> Pasaje propuesto:
Somos nosotros mismos nuestra mayor riqueza. De cómo trabajemos dependerá la dignidad con que vivamos. Aunque no seamos conscientes de ello, dependemos mucho unos de otros. Los miles de seres humanos que cooperan de alguna manera a que yo viva y pueda desarrollar mi vida son también mi riqueza. A nuestros padres les debemos la existencia y a todos los demás, la subsistencia.
Para que uno pudiera calibrar el alcance y la hondura de tan sólida certeza tendría que ser capaz de imaginar, por un lado, que ha venido a este mundo por magia, sin la intervención de nadie, y, por otro, que vive en él completamente solo. Sería la única manera de saber a fondo lo que vale un ser humano a nuestro lado. La soledad es corrosiva y, de prolongarse, nos tritura como carcoma. No somos rocas, ni árboles, ni caracoles. Necesitamos conectarnos y empaparnos de humanidad.
Llegados a este punto, podríamos preguntarnos cómo sería nuestro mundo si los seres humanos no nos hubiéramos dedicado a destruir con tanta cerrazón lo que otros, con paciencia y esfuerzo, nos han legado como patrimonio. Seguramente sería el nuestro un mundo paradisíaco, de puro gozo y complacencia. O puede que no, porque, siendo uno providencialista, tiene que admitir que las cosas suceden siempre de la mejor manera posible al depender de la voluntad divina, por inescrutables que resulten sus designios. Es posible que los contratiempos y los sufrimientos sean el mejor camino para sacudirnos de encima la placentera pereza que habitualmente nos invade y catapultarnos a la plenitud humana.
La dinámica de vida y muerte a que necesariamente estamos sometidos confiere a la muerte la función de realzar la vida, lo mismo que el dolor emplaza el gozo, la enfermedad valora la salud y los problemas activan potencialidades. No hace falta ser un lince para darse cuenta de que las guerras y los desastres naturales, que nos arrastran a situaciones límite, nos fuerzan a emplearnos a fondo en la reparación de los daños sufridos.
La fuerza del perdón
Frente a los desastres naturales solo cabe resignación y reacción rápida, pero, frente a los daños causados por nosotros mismos, tan frecuentes incluso en el seno de las comunidades pequeñas, el perdón sincero debería ser moneda habitual de cambio. El perdón aligera el peso de quien lo da y provoca la reacción reparadora de quien lo recibe, razón por la que es seguramente la mejor y más dulce venganza por la ofensa recibida o por el daño sufrido.

> Contenido de registros:
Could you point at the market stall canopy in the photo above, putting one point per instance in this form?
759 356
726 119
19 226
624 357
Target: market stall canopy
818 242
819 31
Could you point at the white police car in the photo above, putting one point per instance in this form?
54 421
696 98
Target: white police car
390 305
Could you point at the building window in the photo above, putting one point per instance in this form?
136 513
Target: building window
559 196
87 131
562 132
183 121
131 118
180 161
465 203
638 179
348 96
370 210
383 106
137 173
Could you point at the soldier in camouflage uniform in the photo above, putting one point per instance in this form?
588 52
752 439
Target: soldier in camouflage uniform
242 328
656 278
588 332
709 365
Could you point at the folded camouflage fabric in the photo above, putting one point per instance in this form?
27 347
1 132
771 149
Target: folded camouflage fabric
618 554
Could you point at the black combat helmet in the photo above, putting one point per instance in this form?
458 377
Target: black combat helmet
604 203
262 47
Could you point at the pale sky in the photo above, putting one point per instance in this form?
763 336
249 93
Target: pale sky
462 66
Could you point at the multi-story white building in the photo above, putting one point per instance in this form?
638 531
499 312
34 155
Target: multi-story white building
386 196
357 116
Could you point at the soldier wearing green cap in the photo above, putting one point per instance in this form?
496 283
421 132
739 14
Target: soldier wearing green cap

> Consigna:
Transcribe literalmente el fragmento del texto sobre la riqueza humana y el perdón que comienza en "Somos nosotros mismos" y termina en "demás, la subsistencia.".

> Respuesta:
Somos nosotros mismos nuestra mayor riqueza. De cómo trabajemos dependerá la dignidad con que vivamos. Aunque no seamos conscientes de ello, dependemos mucho unos de otros. Los miles de seres humanos que cooperan de alguna manera a que yo viva y pueda desarrollar mi vida son también mi riqueza. A nuestros padres les debemos la existencia y a todos los demás, la subsistencia.